**Directions:** Arrange everything from the start of the material down to the line containing "x=623 y=520" as a two-column CSV with the headers request and answer. Give one row per request, with each value in a single quoted field and line breaks replaced by spaces.

**Material for this task:**
········

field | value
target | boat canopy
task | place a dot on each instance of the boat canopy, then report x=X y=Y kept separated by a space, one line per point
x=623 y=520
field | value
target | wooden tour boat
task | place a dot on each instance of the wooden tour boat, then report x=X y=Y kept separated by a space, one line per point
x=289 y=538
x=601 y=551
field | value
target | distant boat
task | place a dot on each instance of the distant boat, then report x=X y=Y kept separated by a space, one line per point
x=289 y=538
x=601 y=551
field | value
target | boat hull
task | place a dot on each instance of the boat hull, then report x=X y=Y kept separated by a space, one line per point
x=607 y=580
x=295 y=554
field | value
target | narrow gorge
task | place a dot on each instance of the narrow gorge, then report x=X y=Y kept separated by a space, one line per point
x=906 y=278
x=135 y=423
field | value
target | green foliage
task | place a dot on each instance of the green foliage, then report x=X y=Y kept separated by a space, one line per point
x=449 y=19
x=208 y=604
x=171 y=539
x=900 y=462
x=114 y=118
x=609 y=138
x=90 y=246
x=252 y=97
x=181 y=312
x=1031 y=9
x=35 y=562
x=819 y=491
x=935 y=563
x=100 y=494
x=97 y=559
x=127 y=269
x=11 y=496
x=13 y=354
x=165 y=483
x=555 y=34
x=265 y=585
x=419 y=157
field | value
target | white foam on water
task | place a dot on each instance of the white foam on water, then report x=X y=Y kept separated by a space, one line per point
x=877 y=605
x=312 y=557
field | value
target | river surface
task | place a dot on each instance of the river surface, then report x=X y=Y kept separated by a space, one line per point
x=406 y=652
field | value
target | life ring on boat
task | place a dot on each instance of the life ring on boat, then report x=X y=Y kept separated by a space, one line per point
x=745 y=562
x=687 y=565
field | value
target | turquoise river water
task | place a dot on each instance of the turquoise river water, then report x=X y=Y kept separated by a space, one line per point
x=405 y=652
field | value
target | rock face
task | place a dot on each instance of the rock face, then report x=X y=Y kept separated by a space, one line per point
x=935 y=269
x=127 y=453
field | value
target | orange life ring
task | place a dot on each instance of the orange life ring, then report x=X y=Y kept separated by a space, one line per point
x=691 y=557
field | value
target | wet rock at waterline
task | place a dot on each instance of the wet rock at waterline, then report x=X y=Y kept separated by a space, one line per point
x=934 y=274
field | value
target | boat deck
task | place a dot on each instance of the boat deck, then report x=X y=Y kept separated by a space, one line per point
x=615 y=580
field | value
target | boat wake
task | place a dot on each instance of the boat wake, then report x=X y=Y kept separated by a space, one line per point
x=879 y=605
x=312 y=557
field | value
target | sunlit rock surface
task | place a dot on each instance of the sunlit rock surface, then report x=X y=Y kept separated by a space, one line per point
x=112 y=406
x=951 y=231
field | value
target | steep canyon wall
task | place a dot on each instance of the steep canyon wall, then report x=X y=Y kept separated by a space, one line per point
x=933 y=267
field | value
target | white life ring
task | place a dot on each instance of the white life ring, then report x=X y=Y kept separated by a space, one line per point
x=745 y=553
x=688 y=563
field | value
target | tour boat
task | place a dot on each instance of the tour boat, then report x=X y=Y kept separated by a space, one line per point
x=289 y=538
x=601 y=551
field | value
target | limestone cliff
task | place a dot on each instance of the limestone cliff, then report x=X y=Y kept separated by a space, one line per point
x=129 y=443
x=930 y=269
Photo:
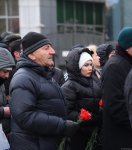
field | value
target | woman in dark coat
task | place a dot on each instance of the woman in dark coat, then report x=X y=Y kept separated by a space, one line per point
x=82 y=90
x=117 y=129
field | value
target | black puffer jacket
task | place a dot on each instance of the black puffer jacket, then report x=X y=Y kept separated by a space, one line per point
x=81 y=92
x=37 y=107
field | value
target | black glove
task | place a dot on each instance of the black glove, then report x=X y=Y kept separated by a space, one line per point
x=70 y=128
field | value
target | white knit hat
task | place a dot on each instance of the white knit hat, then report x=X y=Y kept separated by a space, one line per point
x=83 y=58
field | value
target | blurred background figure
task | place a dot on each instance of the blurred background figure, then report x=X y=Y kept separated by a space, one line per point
x=117 y=130
x=12 y=42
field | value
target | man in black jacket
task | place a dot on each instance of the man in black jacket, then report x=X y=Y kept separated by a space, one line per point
x=37 y=104
x=6 y=64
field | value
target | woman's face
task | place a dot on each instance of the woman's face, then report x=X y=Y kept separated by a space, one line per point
x=87 y=69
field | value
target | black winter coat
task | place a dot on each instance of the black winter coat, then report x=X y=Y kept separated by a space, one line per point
x=117 y=130
x=37 y=107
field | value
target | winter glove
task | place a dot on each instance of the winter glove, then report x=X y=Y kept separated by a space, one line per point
x=70 y=128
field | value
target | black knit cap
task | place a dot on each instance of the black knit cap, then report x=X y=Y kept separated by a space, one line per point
x=33 y=41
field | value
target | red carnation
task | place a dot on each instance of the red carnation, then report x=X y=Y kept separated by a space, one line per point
x=84 y=115
x=101 y=103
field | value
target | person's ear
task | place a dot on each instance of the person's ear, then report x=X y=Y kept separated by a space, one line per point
x=32 y=56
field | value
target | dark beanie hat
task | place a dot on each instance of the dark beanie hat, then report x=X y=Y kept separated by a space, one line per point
x=33 y=41
x=125 y=38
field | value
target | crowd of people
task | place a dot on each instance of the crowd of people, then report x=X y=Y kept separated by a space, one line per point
x=41 y=108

········

**The answer:**
request,answer
"field | value target | boat canopy task | place a dot on each instance of the boat canopy, then report x=X y=Y kept separated by a space, one line per point","x=623 y=520"